> _Your instructions_
Locate the line containing "Look at the photo above. For each instance of the glass", then please write out that line and all the lines below it in the entries exactly.

start

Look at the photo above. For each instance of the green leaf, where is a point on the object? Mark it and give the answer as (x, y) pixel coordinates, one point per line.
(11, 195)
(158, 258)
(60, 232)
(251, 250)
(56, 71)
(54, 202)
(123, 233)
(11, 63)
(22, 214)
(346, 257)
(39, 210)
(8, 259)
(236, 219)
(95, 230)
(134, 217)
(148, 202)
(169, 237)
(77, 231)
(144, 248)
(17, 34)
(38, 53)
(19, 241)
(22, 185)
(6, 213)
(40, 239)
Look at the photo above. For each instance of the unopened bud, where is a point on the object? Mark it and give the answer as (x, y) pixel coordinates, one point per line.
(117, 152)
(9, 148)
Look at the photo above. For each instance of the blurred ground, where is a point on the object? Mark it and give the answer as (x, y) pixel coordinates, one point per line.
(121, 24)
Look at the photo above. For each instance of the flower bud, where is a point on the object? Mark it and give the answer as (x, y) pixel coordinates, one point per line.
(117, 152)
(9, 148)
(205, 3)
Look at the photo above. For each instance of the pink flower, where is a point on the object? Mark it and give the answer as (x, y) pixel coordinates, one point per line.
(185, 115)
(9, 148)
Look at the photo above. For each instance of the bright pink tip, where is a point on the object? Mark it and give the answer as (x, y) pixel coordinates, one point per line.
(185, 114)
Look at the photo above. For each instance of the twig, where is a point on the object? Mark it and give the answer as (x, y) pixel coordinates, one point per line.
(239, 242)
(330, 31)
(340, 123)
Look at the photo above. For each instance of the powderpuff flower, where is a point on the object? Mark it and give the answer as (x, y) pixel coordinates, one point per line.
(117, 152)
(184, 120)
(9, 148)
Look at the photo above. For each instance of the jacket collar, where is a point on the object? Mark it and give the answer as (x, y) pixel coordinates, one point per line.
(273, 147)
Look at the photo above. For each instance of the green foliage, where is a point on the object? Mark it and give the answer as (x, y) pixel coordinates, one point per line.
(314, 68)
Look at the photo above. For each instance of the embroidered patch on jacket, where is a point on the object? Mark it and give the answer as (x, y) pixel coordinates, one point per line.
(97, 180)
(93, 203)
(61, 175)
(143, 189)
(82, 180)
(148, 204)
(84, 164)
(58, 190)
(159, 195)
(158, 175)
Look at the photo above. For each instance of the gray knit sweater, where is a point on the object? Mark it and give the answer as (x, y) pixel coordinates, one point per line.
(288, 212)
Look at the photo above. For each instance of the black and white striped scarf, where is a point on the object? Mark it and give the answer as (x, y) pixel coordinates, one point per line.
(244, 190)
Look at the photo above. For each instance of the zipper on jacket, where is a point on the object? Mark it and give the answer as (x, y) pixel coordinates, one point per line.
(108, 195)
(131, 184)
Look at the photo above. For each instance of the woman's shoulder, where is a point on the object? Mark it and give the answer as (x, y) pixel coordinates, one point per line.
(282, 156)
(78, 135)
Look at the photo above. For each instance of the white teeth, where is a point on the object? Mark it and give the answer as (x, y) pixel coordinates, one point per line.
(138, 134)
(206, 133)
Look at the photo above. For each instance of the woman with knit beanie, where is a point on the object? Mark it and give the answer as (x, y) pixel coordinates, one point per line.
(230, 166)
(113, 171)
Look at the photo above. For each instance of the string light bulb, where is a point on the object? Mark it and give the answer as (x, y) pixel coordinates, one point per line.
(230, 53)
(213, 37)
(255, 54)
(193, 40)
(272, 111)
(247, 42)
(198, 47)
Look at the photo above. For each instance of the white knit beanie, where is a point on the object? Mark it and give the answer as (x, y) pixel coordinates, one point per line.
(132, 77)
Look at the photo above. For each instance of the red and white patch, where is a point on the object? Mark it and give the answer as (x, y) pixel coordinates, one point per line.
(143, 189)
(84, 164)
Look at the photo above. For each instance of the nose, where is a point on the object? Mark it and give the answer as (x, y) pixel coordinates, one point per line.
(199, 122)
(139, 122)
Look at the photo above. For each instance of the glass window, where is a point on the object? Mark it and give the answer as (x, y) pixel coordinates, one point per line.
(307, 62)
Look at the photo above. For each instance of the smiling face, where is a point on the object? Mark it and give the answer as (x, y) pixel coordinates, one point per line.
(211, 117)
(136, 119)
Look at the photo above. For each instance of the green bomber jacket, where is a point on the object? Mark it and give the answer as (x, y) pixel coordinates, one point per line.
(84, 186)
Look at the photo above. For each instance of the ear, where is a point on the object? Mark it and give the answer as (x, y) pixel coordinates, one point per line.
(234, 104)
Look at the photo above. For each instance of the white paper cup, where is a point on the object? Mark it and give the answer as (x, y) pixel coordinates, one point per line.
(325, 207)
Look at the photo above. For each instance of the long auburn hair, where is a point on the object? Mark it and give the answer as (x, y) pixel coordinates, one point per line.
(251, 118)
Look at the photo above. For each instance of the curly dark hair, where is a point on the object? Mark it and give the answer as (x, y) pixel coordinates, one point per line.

end

> _Solution to the exercise_
Look at the photo above. For each instance of the glass window, where is a point on the object? Mark it and give the answer as (x, y) pixel coordinates, one point per line.
(307, 62)
Look at the photo above. For each instance of the smiling face, where is a point on the object? Mark it and give the answer as (x, y) pixel coordinates, one point per line.
(211, 117)
(136, 119)
Look at the photo above. For each instance of the green bomber jacket, where is a point on the object? Mark it and give the answer as (x, y) pixel coordinates, one point per line.
(84, 186)
Look at the photo above. For each instance of the ear, where is a point on the object? Mark it and give the answer as (x, y) pixel coordinates, one point per line.
(234, 104)
Look at the photo above. For each instance of the white paper cup, where is a point on the object? Mark it and give the answer as (x, y) pixel coordinates, one point per line.
(325, 207)
Look at the photo above. For each instance of the long auburn hair, where is a point on the object? Mark it and give the answer as (x, y) pixel coordinates, one point per line.
(251, 118)
Look at the photo above. For each instance of the curly dark hair, where is a point on the object? Mark it and give the answer as (x, y) pixel coordinates, one point per line.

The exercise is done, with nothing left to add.